Set down exactly, with nothing added, the lines from the one containing "In the photo above, where can the blue" through the end of the entries.

______________________________

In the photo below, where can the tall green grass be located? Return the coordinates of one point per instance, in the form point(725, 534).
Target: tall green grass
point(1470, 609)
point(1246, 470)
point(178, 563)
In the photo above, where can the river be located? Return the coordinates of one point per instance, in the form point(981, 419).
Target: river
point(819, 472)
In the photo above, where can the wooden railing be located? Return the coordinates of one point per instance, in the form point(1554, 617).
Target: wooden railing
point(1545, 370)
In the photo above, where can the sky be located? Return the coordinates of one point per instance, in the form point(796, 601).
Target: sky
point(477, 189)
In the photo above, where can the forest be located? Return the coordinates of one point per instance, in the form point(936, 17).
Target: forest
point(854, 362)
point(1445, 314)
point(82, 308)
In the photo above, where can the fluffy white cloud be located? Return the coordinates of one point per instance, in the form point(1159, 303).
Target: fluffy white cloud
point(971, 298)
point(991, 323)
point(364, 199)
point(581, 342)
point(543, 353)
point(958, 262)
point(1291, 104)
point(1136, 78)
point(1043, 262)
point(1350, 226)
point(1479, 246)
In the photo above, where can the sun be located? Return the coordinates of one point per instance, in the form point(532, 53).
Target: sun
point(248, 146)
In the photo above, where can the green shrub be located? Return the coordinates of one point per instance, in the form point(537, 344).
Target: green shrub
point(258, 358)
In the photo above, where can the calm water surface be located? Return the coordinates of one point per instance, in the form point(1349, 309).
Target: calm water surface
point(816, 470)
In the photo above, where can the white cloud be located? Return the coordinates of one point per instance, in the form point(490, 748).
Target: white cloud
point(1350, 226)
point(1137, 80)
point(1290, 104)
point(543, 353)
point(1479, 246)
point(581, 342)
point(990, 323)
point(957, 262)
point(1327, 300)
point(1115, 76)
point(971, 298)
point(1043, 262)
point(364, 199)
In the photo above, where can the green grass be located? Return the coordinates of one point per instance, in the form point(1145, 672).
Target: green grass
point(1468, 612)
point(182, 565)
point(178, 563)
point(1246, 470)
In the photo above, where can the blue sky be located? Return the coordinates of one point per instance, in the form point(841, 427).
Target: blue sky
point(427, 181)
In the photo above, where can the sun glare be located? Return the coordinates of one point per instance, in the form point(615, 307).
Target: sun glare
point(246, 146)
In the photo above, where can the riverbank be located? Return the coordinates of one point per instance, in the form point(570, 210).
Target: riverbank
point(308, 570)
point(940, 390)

______________________________

Written solution:
In the photo above, where can the blue sky be located? Return the coordinates of one point per instance, in the form point(841, 427).
Target: blue sky
point(427, 181)
In the photo above, where can the sun glare be located? Return the coordinates of one point per instance, in the form point(615, 307).
Target: sun glare
point(246, 146)
In the photo above, where can the riverbank be located? Return the coordinates of one point per instance, in the form point(570, 210).
Target: riverbank
point(308, 570)
point(940, 390)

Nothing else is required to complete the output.